Give the entries again, word for word.

Data shown
******

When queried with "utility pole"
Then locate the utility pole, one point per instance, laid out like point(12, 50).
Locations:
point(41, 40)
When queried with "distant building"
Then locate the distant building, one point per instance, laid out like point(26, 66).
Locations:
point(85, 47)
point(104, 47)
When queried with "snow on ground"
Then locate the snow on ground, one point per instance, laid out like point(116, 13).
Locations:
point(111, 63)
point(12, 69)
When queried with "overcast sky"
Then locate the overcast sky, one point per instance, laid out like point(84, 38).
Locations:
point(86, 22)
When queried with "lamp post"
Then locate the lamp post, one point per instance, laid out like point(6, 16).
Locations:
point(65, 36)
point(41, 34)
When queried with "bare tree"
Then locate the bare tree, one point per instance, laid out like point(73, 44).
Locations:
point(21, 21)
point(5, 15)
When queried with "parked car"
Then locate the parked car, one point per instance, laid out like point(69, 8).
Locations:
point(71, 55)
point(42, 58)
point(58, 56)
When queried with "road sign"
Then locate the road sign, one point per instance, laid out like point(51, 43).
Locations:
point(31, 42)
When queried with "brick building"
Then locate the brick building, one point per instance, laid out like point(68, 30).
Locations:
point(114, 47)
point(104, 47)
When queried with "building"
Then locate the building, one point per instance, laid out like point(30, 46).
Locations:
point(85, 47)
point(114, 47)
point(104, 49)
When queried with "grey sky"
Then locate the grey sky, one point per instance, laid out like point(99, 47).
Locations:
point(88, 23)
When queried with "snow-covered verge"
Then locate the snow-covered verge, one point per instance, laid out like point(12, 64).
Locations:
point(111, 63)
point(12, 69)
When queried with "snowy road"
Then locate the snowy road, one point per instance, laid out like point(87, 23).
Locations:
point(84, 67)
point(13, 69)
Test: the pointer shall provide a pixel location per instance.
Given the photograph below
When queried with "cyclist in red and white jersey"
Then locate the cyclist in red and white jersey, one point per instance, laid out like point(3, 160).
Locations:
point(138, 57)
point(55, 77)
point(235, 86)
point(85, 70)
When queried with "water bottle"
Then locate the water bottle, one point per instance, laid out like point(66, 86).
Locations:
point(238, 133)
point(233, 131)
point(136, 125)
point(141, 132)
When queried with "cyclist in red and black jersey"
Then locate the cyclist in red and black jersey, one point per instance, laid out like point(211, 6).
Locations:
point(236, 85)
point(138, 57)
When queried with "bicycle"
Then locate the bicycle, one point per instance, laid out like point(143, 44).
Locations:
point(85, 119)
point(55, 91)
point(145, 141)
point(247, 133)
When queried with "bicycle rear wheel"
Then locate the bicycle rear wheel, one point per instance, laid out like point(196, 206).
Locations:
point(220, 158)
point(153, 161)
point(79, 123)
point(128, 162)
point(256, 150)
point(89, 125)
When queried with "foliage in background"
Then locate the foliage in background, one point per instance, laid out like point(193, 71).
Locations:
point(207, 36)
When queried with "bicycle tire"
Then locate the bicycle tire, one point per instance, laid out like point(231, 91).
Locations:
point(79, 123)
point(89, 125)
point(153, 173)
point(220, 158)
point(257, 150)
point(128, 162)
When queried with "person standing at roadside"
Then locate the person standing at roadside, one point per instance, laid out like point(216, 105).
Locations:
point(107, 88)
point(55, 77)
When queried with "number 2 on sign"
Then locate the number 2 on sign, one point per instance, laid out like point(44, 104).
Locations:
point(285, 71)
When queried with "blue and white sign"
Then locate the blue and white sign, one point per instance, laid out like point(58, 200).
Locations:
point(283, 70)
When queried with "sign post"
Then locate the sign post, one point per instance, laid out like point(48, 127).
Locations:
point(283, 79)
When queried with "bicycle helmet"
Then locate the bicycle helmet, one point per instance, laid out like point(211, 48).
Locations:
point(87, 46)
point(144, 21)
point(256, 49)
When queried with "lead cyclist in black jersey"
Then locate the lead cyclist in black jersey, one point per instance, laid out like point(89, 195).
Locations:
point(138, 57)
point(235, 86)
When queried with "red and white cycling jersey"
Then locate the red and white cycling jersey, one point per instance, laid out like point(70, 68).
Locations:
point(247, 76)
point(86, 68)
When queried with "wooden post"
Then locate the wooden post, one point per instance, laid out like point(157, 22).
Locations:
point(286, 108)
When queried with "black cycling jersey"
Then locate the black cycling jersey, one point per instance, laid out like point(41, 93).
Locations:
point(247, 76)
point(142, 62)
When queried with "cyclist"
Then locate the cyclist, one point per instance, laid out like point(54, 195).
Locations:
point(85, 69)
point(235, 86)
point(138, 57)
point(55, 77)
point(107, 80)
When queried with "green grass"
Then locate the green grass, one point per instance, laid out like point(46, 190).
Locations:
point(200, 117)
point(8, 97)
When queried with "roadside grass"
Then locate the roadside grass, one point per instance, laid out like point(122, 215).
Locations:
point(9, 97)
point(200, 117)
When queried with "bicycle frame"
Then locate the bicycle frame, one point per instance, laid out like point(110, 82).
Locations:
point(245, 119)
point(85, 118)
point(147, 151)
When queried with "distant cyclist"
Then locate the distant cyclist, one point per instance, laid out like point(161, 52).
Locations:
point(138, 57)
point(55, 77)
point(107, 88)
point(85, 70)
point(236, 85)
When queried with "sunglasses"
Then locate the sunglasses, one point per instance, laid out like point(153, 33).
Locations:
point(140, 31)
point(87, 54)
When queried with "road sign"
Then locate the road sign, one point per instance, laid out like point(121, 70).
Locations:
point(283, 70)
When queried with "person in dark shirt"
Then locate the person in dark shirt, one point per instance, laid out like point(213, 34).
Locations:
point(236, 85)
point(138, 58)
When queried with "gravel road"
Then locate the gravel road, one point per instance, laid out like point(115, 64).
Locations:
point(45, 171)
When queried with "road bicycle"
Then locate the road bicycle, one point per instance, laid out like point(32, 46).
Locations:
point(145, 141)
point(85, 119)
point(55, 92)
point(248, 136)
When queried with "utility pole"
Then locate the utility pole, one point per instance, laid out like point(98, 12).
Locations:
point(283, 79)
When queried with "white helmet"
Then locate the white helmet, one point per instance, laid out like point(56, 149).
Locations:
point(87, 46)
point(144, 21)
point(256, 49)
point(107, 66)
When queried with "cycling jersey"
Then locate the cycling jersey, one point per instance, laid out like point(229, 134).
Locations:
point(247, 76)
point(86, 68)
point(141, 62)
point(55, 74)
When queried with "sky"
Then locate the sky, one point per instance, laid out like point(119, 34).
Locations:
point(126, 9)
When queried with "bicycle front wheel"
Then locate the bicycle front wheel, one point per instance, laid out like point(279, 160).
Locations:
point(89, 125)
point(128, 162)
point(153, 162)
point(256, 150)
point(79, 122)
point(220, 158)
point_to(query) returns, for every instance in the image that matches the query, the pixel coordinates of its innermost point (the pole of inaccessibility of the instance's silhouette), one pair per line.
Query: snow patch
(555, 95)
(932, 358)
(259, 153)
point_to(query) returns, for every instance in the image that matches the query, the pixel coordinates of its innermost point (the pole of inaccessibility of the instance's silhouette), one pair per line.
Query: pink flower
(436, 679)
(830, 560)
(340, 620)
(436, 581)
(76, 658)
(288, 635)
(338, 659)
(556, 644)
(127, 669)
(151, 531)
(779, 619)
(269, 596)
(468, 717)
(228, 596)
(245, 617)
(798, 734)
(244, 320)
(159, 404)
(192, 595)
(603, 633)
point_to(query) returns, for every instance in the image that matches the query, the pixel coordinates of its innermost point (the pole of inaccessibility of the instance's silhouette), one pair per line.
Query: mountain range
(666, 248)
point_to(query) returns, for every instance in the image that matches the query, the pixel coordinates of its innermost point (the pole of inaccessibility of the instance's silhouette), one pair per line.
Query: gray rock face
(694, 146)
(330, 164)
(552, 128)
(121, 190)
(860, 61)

******

Finished task
When queried with "utility pole"
Then locate the utility pole, one point per instance, laid out like point(12, 50).
Locations:
point(41, 40)
When queried with "distant building"
Then locate the distant building, one point per instance, laid out like point(26, 66).
Locations:
point(85, 47)
point(104, 47)
When queried with "snow on ground"
Then locate the snow on ground, one point per instance, laid out like point(116, 13).
Locations:
point(111, 63)
point(12, 69)
When queried with "overcast sky"
Then locate the overcast sky, one point per instance, laid out like point(84, 38).
Locations:
point(86, 22)
When queried with "lamp post"
Then locate the lamp post, one point per instance, laid out like point(6, 16).
Locations:
point(65, 36)
point(41, 34)
When queried with "bare tree"
Then locate the bare tree, one point per instance, laid out like point(73, 44).
Locations:
point(21, 21)
point(5, 15)
When queried with "parked car"
Then locate the parked car, one point per instance, laid out like point(69, 8).
Locations:
point(71, 55)
point(42, 58)
point(58, 56)
When queried with "road sign"
Then locate the road sign, one point per instance, laid out like point(51, 43).
Locations:
point(31, 42)
When queried with "brick building"
Then locate the brick building, one point per instance, laid out like point(68, 30).
Locations:
point(114, 47)
point(104, 47)
When queried with "building"
Then locate the building, one point per instance, laid out like point(30, 46).
Locations:
point(85, 47)
point(114, 47)
point(104, 49)
When queried with "grey sky"
Then locate the grey sky, one point per instance, laid out like point(99, 47).
Locations:
point(88, 23)
When queried with "snow-covered verge"
Then locate the snow-covered verge, one point per instance, laid out like point(12, 64).
Locations:
point(111, 63)
point(12, 69)
When queried with "snowy road"
Then locate the snowy road, one point per instance, laid out like point(87, 23).
Locations:
point(84, 67)
point(13, 69)
Test: the pointer shall provide a pixel location per instance.
Given the photograph below
When queried with "cyclist in red and white jersey"
Then locate the cyclist in red and white jersey, one point per instance, laid out like point(3, 160).
Locations:
point(138, 57)
point(55, 77)
point(235, 86)
point(85, 70)
When queried with "water bottle"
Then locate the water bottle, one point per instance, laid out like point(66, 86).
Locations:
point(238, 133)
point(233, 131)
point(136, 125)
point(141, 132)
When queried with "cyclist in red and black jersey"
Then locate the cyclist in red and black jersey, one point per instance, laid out like point(211, 6).
Locations:
point(236, 85)
point(138, 57)
When queried with "bicycle"
Then locate the bicycle, one point per instance, laid out like point(143, 44).
Locations:
point(85, 119)
point(55, 91)
point(145, 141)
point(247, 133)
When queried with "bicycle rear wheel"
Then locate the bicycle rear wheel, one point per instance, laid out like point(196, 206).
Locations:
point(220, 158)
point(153, 161)
point(79, 123)
point(128, 162)
point(256, 150)
point(89, 125)
When queried with "foliage in background"
Then locate the foliage in background, one point per instance, laid out like point(193, 71).
Locations:
point(207, 36)
When queried with "bicycle tire"
Then locate the bicycle tire, one point per instance, laid out like point(231, 91).
Locations:
point(79, 123)
point(89, 125)
point(153, 173)
point(220, 158)
point(257, 150)
point(128, 162)
When queried with "person standing at roadside"
Then locate the person standing at roadside, one point per instance, laid out like point(216, 105).
Locations:
point(107, 88)
point(55, 77)
When queried with "number 2 on sign"
Then locate the number 2 on sign, one point per instance, laid out like point(44, 104).
Locations:
point(285, 71)
When queried with "blue and white sign"
Then locate the blue and white sign, one point per instance, laid out like point(58, 200).
Locations:
point(283, 70)
When queried with "sign post"
Then locate the sign post, one point per instance, laid out like point(48, 127).
Locations:
point(283, 79)
When queried with "bicycle helmet"
Then locate the bicycle helmet, one point per instance, laid out like point(211, 48).
Locations:
point(87, 46)
point(144, 21)
point(256, 49)
When queried with "lead cyclist in black jersey"
Then locate the lead cyclist in black jersey, one point per instance, laid out like point(89, 195).
Locations:
point(138, 57)
point(235, 86)
When queried with "red and white cycling jersey"
Then locate the red and white cycling jersey, one point per instance, laid out like point(70, 68).
Locations:
point(247, 76)
point(86, 68)
When queried with "wooden post"
Then locate the wooden post, one point per instance, laid out like point(157, 22).
Locations:
point(286, 108)
When queried with "black cycling jersey"
Then locate the black cycling jersey, one point per instance, laid out like point(41, 93).
Locations:
point(247, 76)
point(142, 62)
When queried with "cyclist"
Then locate the cyclist, one point per instance, laid out like point(54, 195).
Locations:
point(85, 69)
point(235, 86)
point(138, 57)
point(55, 77)
point(107, 80)
When queried with "green grass"
Then locate the green grass, one point per instance, laid out like point(46, 190).
Locations:
point(200, 117)
point(8, 97)
When queried with "roadside grass"
Then locate the roadside grass, one point per instance, laid out like point(122, 215).
Locations:
point(9, 97)
point(200, 117)
When queried with "bicycle frame"
Then locate the bicycle frame, one point per instance, laid out like point(110, 82).
Locations:
point(245, 119)
point(85, 118)
point(147, 151)
When queried with "distant cyclist"
Then locate the distant cyclist, one point per instance, laid out like point(161, 52).
Locations:
point(138, 57)
point(55, 77)
point(107, 88)
point(85, 70)
point(236, 85)
When queried with "sunglasses"
Then locate the sunglasses, one point per instance, laid out like point(153, 33).
Locations:
point(140, 31)
point(87, 54)
When queried with "road sign"
Then locate the road sign, one point per instance, laid out like point(121, 70).
Locations:
point(283, 70)
When queried with "person in dark shirt"
Then locate the person in dark shirt, one point per instance, laid out like point(213, 34).
Locations:
point(236, 85)
point(138, 58)
When queried with "gravel road"
Then locate the gravel road, one point per instance, laid out like point(115, 64).
Locations:
point(45, 171)
When queried with "road bicycle"
Then locate the road bicycle, one point per instance, laid out like point(32, 46).
Locations:
point(145, 141)
point(85, 119)
point(55, 92)
point(248, 136)
When queried with "utility pole"
Then locate the utility pole, one point per instance, laid out like point(98, 12).
Locations:
point(283, 79)
When queried with "white helmet"
Then locate the white helmet, one point per instance, laid out like point(56, 149).
Locations:
point(87, 46)
point(144, 21)
point(256, 49)
point(107, 66)
When queried with "cycling jersey"
Then locate the cycling jersey, one point per instance, laid out like point(229, 134).
Locations:
point(247, 76)
point(86, 68)
point(141, 62)
point(55, 74)
When queried with "sky"
Then locate the sky, one point per instance, laid out like point(119, 34).
Locations:
point(126, 9)
When queried with "bicycle front wheel"
Then locate the bicycle front wheel, one point per instance, laid out like point(279, 160).
Locations:
point(89, 125)
point(128, 162)
point(153, 162)
point(256, 150)
point(79, 122)
point(220, 158)
point_to(query) returns, for every instance in the image that matches the query, the pixel coordinates of its innermost point (the pole of inaccessibility of the instance's silhouette), one pair per line.
Query: snow patch
(555, 95)
(932, 358)
(259, 153)
point_to(query) returns, for every instance in the image that matches the query, the pixel coordinates of its innermost point (the pole of inaccessibility of the instance's silhouette), one pair per line.
Query: pink flower
(436, 679)
(830, 560)
(340, 620)
(436, 581)
(76, 658)
(288, 635)
(338, 659)
(556, 644)
(127, 669)
(151, 531)
(779, 619)
(269, 596)
(468, 717)
(228, 596)
(245, 617)
(798, 734)
(244, 320)
(159, 404)
(192, 595)
(603, 633)
point_to(query) returns, for every instance in the image that matches the query, the pixel coordinates of its innermost point (the pole of inaccessibility of the instance's silhouette), one pair per line.
Query: mountain range
(666, 248)
point_to(query) returns, for every instance in the image that matches the query, the pixel coordinates of its innermost point (the pole of inaccessibility of the instance's silhouette), one pair per line.
Query: gray rock face
(694, 146)
(330, 164)
(552, 128)
(121, 190)
(860, 61)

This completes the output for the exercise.